(Pointing entries for labeled objects)
>>

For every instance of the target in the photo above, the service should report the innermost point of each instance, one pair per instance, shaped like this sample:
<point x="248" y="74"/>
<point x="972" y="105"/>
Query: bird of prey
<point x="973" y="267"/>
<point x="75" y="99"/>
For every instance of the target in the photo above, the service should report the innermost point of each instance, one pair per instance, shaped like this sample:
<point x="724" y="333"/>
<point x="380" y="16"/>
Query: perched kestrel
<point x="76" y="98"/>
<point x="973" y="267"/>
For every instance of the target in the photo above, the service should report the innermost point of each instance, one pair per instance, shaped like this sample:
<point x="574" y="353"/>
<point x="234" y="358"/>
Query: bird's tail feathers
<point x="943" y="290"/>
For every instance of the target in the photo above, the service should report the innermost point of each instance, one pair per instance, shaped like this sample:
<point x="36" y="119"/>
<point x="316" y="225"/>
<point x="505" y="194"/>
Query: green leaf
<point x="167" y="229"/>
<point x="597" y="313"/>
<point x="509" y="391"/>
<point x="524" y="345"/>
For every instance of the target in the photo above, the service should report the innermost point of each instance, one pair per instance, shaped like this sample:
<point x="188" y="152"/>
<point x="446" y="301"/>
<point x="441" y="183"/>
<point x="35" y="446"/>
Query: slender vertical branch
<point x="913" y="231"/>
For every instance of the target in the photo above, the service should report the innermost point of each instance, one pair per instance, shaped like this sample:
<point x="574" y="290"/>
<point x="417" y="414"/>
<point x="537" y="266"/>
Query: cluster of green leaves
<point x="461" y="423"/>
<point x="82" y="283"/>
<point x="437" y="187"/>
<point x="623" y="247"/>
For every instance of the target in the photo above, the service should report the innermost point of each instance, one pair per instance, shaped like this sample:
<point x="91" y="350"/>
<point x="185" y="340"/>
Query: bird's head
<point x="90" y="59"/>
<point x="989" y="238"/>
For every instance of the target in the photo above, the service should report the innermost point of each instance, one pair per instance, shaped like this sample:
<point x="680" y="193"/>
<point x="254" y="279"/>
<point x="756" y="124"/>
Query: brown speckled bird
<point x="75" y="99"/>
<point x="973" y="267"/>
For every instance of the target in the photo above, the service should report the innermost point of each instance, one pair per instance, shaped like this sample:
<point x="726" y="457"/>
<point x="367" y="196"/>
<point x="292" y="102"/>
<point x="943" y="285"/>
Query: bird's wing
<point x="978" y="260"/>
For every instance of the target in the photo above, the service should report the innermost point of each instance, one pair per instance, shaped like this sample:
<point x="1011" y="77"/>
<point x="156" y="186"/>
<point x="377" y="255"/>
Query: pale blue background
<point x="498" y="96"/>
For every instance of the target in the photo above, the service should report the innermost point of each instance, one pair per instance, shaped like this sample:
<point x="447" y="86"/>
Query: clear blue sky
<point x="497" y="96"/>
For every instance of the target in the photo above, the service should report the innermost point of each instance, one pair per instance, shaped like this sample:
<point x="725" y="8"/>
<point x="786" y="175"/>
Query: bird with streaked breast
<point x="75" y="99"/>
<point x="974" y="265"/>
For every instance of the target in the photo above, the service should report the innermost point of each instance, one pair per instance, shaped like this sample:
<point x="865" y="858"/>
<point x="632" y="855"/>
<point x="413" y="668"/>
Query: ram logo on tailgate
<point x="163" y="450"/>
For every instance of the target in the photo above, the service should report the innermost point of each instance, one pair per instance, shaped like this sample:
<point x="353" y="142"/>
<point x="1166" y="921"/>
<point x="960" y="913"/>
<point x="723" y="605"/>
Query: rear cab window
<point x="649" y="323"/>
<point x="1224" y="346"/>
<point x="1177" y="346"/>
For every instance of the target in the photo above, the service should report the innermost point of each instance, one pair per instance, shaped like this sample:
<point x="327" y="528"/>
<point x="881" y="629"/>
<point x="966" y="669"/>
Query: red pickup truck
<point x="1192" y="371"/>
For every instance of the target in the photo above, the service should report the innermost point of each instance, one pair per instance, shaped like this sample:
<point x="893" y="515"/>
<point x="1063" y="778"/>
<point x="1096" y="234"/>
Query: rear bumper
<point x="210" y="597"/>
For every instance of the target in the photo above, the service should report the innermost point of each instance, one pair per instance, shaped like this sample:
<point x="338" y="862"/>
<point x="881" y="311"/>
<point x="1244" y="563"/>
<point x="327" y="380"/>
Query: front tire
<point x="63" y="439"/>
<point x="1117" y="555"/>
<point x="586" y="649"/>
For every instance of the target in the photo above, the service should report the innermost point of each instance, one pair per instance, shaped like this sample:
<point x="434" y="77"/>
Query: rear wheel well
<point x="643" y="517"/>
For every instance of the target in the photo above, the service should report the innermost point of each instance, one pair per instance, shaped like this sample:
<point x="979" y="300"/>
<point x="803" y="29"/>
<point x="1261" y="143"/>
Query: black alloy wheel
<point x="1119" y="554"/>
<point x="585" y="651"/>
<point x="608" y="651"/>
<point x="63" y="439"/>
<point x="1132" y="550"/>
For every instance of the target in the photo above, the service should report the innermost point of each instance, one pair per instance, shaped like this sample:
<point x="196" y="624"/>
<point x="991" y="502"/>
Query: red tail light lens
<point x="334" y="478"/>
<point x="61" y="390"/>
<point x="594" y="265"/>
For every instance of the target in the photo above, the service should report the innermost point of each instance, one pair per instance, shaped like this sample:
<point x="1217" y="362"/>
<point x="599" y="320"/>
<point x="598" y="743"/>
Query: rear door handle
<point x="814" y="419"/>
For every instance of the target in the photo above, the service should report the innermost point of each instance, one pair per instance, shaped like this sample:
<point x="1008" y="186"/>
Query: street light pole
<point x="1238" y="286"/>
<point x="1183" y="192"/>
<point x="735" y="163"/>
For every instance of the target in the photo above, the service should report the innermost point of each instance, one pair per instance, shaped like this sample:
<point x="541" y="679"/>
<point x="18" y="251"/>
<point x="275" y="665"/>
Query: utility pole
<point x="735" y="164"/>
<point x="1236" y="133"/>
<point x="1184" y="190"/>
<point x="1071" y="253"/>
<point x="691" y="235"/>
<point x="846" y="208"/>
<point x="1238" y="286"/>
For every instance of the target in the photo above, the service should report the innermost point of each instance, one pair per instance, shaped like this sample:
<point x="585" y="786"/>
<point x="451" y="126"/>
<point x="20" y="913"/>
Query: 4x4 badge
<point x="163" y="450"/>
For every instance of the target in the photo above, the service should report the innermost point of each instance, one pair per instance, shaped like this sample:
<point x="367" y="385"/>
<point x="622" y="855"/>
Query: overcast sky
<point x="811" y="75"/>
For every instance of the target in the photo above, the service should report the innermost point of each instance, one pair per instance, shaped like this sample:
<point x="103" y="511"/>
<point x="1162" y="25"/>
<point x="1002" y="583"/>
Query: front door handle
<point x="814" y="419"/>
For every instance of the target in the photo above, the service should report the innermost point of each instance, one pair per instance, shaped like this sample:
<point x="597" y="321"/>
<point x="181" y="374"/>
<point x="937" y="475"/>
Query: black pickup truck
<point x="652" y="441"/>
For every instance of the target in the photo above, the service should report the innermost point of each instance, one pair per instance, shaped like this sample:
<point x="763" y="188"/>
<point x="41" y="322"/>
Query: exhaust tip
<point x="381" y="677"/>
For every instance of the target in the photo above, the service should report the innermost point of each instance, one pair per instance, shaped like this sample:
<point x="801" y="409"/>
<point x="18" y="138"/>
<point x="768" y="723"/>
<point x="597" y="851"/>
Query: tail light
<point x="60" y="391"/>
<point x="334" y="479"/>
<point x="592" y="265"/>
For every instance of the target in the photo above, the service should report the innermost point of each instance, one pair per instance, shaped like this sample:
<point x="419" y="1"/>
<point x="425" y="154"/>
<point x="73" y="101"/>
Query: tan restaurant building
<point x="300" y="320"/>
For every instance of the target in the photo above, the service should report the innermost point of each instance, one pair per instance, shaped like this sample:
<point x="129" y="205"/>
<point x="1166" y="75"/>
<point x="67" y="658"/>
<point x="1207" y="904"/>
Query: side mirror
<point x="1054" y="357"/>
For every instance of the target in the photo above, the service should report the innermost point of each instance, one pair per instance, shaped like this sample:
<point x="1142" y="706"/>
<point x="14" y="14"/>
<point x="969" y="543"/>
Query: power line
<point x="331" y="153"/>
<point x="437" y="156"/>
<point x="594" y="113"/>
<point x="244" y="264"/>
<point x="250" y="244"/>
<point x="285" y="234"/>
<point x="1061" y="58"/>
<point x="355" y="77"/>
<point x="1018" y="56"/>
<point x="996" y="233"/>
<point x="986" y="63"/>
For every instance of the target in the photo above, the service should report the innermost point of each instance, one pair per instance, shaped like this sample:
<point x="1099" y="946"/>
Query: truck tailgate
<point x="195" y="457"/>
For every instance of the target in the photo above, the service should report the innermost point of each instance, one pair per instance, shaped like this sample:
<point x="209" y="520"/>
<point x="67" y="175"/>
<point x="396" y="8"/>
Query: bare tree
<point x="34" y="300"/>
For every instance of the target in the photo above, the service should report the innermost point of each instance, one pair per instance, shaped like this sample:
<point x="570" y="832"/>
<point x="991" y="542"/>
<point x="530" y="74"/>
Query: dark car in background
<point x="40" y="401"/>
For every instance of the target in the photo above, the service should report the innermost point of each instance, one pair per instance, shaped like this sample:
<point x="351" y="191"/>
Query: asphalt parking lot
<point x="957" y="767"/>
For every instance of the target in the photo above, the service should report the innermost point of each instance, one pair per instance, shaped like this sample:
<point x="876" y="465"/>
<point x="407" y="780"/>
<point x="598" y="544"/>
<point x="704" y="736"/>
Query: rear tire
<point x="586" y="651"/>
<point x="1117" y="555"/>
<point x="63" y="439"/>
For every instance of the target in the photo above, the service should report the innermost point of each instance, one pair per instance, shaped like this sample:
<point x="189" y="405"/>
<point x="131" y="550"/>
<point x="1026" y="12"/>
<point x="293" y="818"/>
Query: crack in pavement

<<

* Written problem: Pull out each line of the listing above that contains the word "pole".

* Task output:
Query: street light pole
Query: utility pole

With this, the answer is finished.